→ **Stated exercise**: Copy the full set of lines exactly as given.

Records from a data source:
>> begin
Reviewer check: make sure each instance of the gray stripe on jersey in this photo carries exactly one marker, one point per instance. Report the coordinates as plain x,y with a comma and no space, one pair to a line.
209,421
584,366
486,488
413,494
>> end
→ **Task answer**:
Reviewer check: make sure each instance of the gray stripe on jersey in this photo carries exactly one marker, one point per instance. Report the coordinates as plain x,y with a comma and no space, one pair to a line.
209,421
584,366
486,488
413,494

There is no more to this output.